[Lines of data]
----

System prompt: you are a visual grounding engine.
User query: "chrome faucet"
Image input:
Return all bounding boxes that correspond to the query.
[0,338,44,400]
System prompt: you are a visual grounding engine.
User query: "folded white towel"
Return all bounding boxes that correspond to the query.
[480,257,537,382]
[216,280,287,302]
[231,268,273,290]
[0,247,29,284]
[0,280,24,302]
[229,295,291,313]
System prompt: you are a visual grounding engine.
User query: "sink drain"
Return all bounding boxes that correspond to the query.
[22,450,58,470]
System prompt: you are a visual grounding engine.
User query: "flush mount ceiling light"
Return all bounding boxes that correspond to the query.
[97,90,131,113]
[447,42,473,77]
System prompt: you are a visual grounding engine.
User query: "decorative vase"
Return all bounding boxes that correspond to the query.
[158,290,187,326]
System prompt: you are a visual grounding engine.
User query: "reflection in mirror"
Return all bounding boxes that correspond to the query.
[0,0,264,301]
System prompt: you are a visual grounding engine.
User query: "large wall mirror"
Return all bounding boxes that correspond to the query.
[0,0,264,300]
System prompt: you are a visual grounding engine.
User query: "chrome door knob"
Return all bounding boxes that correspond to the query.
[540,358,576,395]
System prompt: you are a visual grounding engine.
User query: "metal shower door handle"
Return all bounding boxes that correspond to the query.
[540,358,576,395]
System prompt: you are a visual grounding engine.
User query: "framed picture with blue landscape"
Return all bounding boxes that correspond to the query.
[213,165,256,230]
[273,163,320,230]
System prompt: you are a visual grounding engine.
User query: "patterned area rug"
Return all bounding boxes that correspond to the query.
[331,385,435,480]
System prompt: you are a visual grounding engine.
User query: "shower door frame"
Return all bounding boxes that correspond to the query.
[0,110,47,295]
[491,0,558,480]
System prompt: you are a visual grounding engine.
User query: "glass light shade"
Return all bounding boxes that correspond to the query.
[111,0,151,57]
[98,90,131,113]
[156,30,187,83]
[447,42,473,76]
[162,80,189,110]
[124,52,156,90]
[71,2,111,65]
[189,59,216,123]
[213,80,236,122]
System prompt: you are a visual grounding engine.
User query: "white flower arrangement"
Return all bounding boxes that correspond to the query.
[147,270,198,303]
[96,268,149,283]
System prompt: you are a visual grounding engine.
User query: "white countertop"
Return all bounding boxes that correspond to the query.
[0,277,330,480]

----

*Aim*.
How many lines in the items above contain the string "shower", counting case-sensitively? Reply with the number alone.

*In response*.
2